• Défi A: Convertis en tableau Markdown les lignes des enregistrements, de la ligne contenant "point: boom arm" jusqu'à la ligne contenant "column 153, row 331" incluse, sans les lignes vides. Utilise une colonne N° pour le numéro de rang et une colonne Ligne pour le contenu.

• Extrait de texte:
03 juin 2009

'Camarito', toro de Palha


Dimanche dernier à Vic-Fezensac deux toros ont été déclarés vainqueurs ex aequo de la corrida concours. La décision du jury est tellement empreinte de précaution, de politiquement correct, de sous-entendus, de ménagement de chèvre et de chou, qu’elle a alimenté et déchaîné de très nombreuses conversations, irritant les uns, amusant les autres.
Ici, à Camposyruedos, ce genre de polémique nous laisse généralement assez indifférents. Cette fois-ci les choses sont différentes car c’est de Vic dont il s’agit et qu’au-delà d’une grille de notation ce sont deux conceptions de la fiesta qui s’opposent ; deux conceptions qui n’ont rien d’anodines mais que le jury n’a pas eu le courage de départager. Ce prix n’est peut-être pas aussi anecdotique qu’il peut paraître de prime abord.
Avant d’aller plus loin et pour que les choses soient claires, je dois préciser que je n’ai pas la moindre idée de qui composait ce jury, ce dont d’ailleurs tout le monde se fout.
Palha - Victorino, Victorino - Palha… Les deux ex aequo. Ex aequo mon cul ! dirait Desproges.

'Camarito', de Palha, aura été un grand toro, émouvant, d’un trapío assez vulgaire à mon goût, volumineux, pas forcément bien fichu, mais construit comme il le faut « cuesta arriba » et avec le volume devant. Un toraco fait pour pousser, puissant, très puissant. Il gratta beaucoup et dut être sollicité longuement avant de s’élancer. De ce point de vue il ne fit pas étalage de la promptitude et de la vivacité d’un certain 'Garapito', de Palha lui aussi, combattu ici même en 1992, et dont le souvenir perdure.
En revanche, une fois dans le peto il poussa de la meilleure des manières, avec une rare puissance, avec une conviction peu commune, avec une bravoure rustique, et avec férocité.
Il n’empêche que ce toro restera pour moi un toro paradoxal, pas complètement compris. Car s’il poussa en brave, il fit également des choses de manso. Une chose est certaine, le positif l’emporta largement sur le négatif. Il n’est pas interdit de penser qu’avec une autre lidia le palha aurait donné encore plus de jeu au troisième tercio. Encore eut-il fallu lui épargner cette quatrième poussée visiblement inutile, puis le laisser respirer en cour de faena. Et probablement ne serait-il pas allé a menos.

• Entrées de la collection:
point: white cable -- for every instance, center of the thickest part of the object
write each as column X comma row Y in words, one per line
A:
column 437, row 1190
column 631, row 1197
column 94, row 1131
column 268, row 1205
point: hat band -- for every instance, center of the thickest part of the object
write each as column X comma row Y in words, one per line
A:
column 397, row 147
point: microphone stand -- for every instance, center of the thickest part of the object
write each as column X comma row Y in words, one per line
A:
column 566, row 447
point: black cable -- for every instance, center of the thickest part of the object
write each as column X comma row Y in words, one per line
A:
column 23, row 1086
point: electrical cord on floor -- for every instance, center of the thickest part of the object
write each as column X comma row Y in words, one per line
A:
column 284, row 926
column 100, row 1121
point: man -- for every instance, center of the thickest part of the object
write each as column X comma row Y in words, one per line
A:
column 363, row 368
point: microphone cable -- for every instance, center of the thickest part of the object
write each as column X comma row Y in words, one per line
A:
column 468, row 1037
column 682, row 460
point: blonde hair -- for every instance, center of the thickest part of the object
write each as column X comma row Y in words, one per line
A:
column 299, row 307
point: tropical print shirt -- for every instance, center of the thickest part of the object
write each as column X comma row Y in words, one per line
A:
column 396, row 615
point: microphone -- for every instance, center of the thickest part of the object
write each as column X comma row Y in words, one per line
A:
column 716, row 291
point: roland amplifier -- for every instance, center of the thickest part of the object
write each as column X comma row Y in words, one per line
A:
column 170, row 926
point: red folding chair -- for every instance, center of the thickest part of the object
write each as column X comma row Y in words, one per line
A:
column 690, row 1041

...

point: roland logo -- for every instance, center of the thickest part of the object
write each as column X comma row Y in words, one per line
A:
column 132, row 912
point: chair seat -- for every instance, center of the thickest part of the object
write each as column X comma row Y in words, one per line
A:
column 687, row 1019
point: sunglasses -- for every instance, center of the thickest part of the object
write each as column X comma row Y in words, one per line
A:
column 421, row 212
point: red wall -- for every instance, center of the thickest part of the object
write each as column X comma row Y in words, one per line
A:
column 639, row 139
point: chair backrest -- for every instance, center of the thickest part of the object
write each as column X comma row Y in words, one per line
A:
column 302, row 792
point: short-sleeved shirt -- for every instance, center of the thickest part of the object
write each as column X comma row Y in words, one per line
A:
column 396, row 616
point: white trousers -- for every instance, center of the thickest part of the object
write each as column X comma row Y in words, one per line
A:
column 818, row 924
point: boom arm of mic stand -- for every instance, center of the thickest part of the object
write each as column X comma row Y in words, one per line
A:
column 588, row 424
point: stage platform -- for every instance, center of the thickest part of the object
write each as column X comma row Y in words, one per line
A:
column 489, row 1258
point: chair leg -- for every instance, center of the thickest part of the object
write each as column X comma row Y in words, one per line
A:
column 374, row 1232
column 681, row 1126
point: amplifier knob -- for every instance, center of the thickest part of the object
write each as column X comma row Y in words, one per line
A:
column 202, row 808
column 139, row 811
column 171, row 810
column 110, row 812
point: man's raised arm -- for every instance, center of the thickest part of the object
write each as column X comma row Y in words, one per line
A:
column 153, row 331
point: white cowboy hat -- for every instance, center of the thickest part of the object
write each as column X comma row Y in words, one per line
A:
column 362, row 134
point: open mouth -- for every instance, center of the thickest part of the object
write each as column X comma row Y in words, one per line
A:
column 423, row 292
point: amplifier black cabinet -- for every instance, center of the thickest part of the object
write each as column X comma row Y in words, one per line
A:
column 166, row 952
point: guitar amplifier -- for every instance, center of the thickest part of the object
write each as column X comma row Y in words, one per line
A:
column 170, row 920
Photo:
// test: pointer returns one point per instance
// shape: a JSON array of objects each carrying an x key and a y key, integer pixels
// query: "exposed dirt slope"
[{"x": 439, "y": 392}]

* * *

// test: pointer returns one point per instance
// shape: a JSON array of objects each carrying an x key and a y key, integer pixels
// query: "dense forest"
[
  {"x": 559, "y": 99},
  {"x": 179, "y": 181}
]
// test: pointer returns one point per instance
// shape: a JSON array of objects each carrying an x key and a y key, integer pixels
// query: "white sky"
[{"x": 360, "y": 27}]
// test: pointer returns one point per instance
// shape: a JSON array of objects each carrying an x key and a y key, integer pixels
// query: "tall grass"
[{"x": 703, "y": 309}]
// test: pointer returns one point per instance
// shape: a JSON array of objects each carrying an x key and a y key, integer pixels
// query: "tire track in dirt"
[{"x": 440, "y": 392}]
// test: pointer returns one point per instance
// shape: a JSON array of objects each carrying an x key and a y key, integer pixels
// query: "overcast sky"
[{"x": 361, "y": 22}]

• Défi B: Selon le texte sur le toro 'Camarito', en quelle année 'Garapito', de Palha, a-t-il été combattu ?

• Réponse A:
| N° | Ligne |
|---|---|
| 1 | point: boom arm of mic stand -- for every instance, center of the thickest part of the object |
| 2 | write each as column X comma row Y in words, one per line |
| 3 | A: |
| 4 | column 588, row 424 |
| 5 | point: stage platform -- for every instance, center of the thickest part of the object |
| 6 | write each as column X comma row Y in words, one per line |
| 7 | A: |
| 8 | column 489, row 1258 |
| 9 | point: chair leg -- for every instance, center of the thickest part of the object |
| 10 | write each as column X comma row Y in words, one per line |
| 11 | A: |
| 12 | column 374, row 1232 |
| 13 | column 681, row 1126 |
| 14 | point: amplifier knob -- for every instance, center of the thickest part of the object |
| 15 | write each as column X comma row Y in words, one per line |
| 16 | A: |
| 17 | column 202, row 808 |
| 18 | column 139, row 811 |
| 19 | column 171, row 810 |
| 20 | column 110, row 812 |
| 21 | point: man's raised arm -- for every instance, center of the thickest part of the object |
| 22 | write each as column X comma row Y in words, one per line |
| 23 | A: |
| 24 | column 153, row 331 |

• Réponse B: En 1992.